Point localization data:
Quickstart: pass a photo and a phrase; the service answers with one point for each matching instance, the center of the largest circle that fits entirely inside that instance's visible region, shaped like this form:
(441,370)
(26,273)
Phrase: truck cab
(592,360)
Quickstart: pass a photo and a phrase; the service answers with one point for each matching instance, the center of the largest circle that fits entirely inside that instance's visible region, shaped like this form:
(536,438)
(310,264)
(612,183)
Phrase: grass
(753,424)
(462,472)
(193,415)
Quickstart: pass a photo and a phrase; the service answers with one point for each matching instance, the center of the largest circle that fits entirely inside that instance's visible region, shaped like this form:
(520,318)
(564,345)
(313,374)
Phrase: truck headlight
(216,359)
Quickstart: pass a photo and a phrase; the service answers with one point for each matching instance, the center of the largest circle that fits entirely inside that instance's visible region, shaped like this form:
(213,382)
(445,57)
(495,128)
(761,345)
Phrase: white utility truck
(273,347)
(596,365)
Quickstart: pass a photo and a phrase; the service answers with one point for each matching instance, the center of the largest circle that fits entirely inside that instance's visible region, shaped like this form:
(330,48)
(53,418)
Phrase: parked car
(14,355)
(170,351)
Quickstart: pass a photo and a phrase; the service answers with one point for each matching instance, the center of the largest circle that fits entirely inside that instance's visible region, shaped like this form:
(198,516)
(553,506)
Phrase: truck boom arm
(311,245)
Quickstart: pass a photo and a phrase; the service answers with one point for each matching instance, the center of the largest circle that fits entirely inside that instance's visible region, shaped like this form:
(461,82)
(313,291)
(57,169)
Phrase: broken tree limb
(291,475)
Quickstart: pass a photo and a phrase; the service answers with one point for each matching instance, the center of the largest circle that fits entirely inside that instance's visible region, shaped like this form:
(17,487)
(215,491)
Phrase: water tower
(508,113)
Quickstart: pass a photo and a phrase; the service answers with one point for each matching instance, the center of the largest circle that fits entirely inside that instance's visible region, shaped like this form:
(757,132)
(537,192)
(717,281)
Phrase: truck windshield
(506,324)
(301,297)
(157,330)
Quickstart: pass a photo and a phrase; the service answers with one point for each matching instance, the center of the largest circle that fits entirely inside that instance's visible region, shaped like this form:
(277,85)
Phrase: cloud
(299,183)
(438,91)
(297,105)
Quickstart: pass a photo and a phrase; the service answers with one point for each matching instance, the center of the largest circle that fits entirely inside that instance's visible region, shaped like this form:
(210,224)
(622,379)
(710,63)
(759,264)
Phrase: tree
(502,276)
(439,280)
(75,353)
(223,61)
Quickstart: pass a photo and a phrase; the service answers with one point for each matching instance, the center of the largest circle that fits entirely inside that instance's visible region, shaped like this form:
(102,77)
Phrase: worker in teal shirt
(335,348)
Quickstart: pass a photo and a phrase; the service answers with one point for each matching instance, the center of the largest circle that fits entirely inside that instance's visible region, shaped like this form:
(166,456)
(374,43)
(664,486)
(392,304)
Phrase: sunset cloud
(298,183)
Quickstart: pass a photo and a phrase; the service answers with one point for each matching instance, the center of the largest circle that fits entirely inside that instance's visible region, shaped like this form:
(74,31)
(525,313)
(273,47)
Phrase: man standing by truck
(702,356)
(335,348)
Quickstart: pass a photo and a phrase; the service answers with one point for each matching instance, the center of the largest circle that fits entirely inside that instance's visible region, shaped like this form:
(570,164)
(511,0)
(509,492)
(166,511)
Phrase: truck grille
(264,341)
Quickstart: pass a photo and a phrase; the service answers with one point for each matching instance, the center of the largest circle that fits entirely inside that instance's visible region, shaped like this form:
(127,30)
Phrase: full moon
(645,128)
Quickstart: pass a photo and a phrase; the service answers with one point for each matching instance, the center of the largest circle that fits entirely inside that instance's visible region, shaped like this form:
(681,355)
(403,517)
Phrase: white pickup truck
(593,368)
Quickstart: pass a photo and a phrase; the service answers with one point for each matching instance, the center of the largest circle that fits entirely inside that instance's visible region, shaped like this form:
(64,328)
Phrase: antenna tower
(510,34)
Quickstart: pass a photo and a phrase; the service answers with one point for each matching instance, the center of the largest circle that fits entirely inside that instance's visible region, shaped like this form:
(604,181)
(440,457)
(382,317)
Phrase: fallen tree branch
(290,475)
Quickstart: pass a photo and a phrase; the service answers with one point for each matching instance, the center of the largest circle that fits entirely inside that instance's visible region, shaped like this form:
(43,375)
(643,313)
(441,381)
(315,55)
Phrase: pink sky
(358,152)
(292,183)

▸ **What you need to do**:
Copy the data above in its entirety, exactly as given.

▸ **Expected answer**:
Quickstart: pass a photo and a phrase; the service answers with one point for each matching instance, the center of the largest circle that fits entirely inside that instance's visible region, shaped like this form:
(441,370)
(26,273)
Phrase: truck cab
(592,360)
Quickstart: pass a photo and a phrase; the service answers with one point for each matching instance, the center of the largest circle that fits entirely inside that instance's visible region, shaped like this form:
(536,438)
(310,264)
(612,183)
Phrase: grass
(753,424)
(462,472)
(193,415)
Quickstart: pass a photo and a phrase; the service answers with one point for each matching instance, the center of the largest circle that fits entirely inside that instance's visible region, shaped like this form:
(520,318)
(564,345)
(313,374)
Phrase: truck headlight
(216,359)
Quickstart: pass a photo and a phrase; the service answers with one point for each matching instance, the center of the largest circle that fits entirely inside that instance's visible region, shaped like this form:
(213,382)
(445,57)
(495,128)
(761,345)
Phrase: white utility truck
(273,347)
(596,365)
Quickstart: pass a photo and a phrase; the service answers with one point for each matching instance, the center of the largest circle that fits entirely inside that instance's visible region, shaped like this form:
(330,48)
(53,418)
Phrase: parked car
(14,355)
(170,351)
Quickstart: pass a photo and a phrase; the service answers with one point for each matching instance, the center of the largest circle that fits entirely inside that instance's visible region, shaped like this form:
(198,516)
(553,506)
Phrase: truck boom arm
(311,245)
Quickstart: pass a photo and a phrase; the service answers with one point for each matching instance, the center of the largest circle that fits entirely inside that instance's visible region, shaped like this form:
(461,82)
(313,291)
(57,169)
Phrase: broken tree limb
(291,475)
Quickstart: pass a photo and a phrase; the service answers with one point for each matching instance, the center of the largest circle that fits entirely inside that instance's visible region, shaped like this form:
(17,487)
(215,491)
Phrase: water tower
(508,113)
Quickstart: pass a photo and a phrase; the service answers with one point for each matching instance, the center of the largest circle that fits entirely inside that instance's visible region, shaped like this form:
(757,132)
(537,192)
(717,281)
Phrase: truck windshield
(506,324)
(301,297)
(157,330)
Quickstart: pass a photo and a phrase; the service answers with one point for each matching instance, the center of the largest circle that fits entirely inside that instance's visible region, shaped like this form:
(277,85)
Phrase: cloud
(299,183)
(438,91)
(297,105)
Quickstart: pass a photo and a phrase; the service answers with one point for each matching instance, the center of the largest circle that fits entirely inside that instance's visible region, shaped like this form:
(210,224)
(622,379)
(710,63)
(759,264)
Phrase: tree
(502,276)
(439,280)
(75,353)
(223,61)
Quickstart: pass a photo and a phrase; the service answers with one point for each matching instance, the center of the largest circle that fits entirely inside that instance's visible region, shaped like this form:
(102,77)
Phrase: worker in teal shirt
(335,348)
Quickstart: pass a photo and a phrase; the service answers with one point for each matching instance, the center of the largest circle that fits entirely inside that instance's visible region, shaped like this form:
(166,456)
(374,43)
(664,486)
(392,304)
Phrase: sunset cloud
(298,183)
Quickstart: pass a photo and a phrase; the service answers with one point for each matching instance, the center of the largest circle that fits entirely inside that instance's visible region, shaped like this form:
(74,31)
(525,313)
(273,47)
Phrase: man standing by truck
(702,356)
(335,348)
Quickstart: pass a photo and a phrase; the service answers with one point for each matching instance, the center of the largest circle that fits entirely inside that instance's visible region, shaped like this form:
(570,164)
(511,0)
(509,492)
(166,511)
Phrase: truck grille
(264,341)
Quickstart: pass a photo and a phrase; the service answers with one point for each matching instance, the center of the largest circle that fits entirely inside that instance's visible region, shaped like this form:
(127,30)
Phrase: full moon
(645,128)
Quickstart: pass a photo and a phrase; the service answers with one point for each matching instance, the center of the largest circle that fits entirely inside that instance's visible region, shaped like this form:
(681,355)
(403,517)
Phrase: white pickup truck
(593,368)
Quickstart: pass a photo and a phrase; the service answers with one point for each matching instance, the center of the largest circle that fits entirely inside that instance's visible region, shaped like this form:
(64,328)
Phrase: antenna tower
(510,34)
Quickstart: pass a photo and a phrase; the service answers with one point for each matching instance, the center of the largest circle that fits entirely inside that instance's visible region, shaped like this form:
(604,181)
(440,457)
(382,317)
Phrase: fallen tree branch
(290,475)
Quickstart: pass a photo and a phrase; the service answers with one point for each matching instance, the center of the largest circle that fits entirely inside that instance's visible region, shaped like this form:
(43,375)
(643,313)
(441,381)
(315,55)
Phrase: pink sky
(358,152)
(292,183)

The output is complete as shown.